→ **Extracted entries**
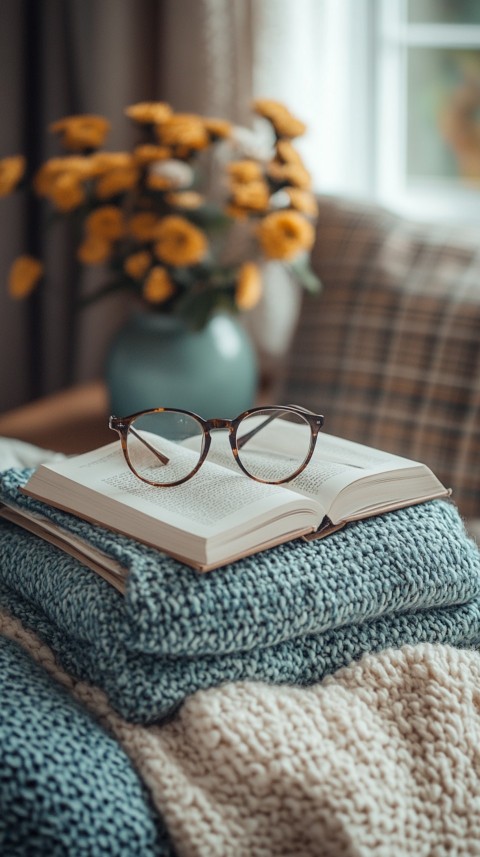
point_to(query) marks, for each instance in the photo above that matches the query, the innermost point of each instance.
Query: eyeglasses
(167, 446)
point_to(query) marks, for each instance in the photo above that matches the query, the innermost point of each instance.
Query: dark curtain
(59, 58)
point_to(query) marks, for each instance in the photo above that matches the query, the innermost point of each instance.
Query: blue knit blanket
(66, 786)
(289, 615)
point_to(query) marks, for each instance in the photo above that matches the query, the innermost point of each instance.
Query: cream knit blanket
(383, 758)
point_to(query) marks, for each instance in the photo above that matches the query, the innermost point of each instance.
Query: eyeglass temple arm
(161, 457)
(246, 437)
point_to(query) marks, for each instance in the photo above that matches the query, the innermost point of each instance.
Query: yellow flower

→ **Work required**
Please set the records down again exactly as written. The pictures should not be included.

→ **Expected answer**
point_to(query) marks, for each instance in the photo above that matches the query, the innermost point of each instance.
Query: eyeglasses
(167, 446)
point_to(query) marks, for each instance in the photo above that matches the query, the innermost point of each instance.
Query: dark curtain
(59, 58)
point_to(query) marks, for each instance in the photo above that matches the query, the innermost point of each instance.
Query: blue knit blanket
(66, 786)
(289, 615)
point_to(query) marks, for each instance in the photo above that matches the query, the innermost point of each instance.
Query: cream knit blanket
(383, 758)
point_to(query) marks, for each instance in the photo above that matches the query, the innermost point of each instance.
Query: eyeglass temple arm
(161, 457)
(246, 437)
point_to(query) marks, for each instance in the photo above that matches the query, the innermost point of each instance.
Query: yellow flower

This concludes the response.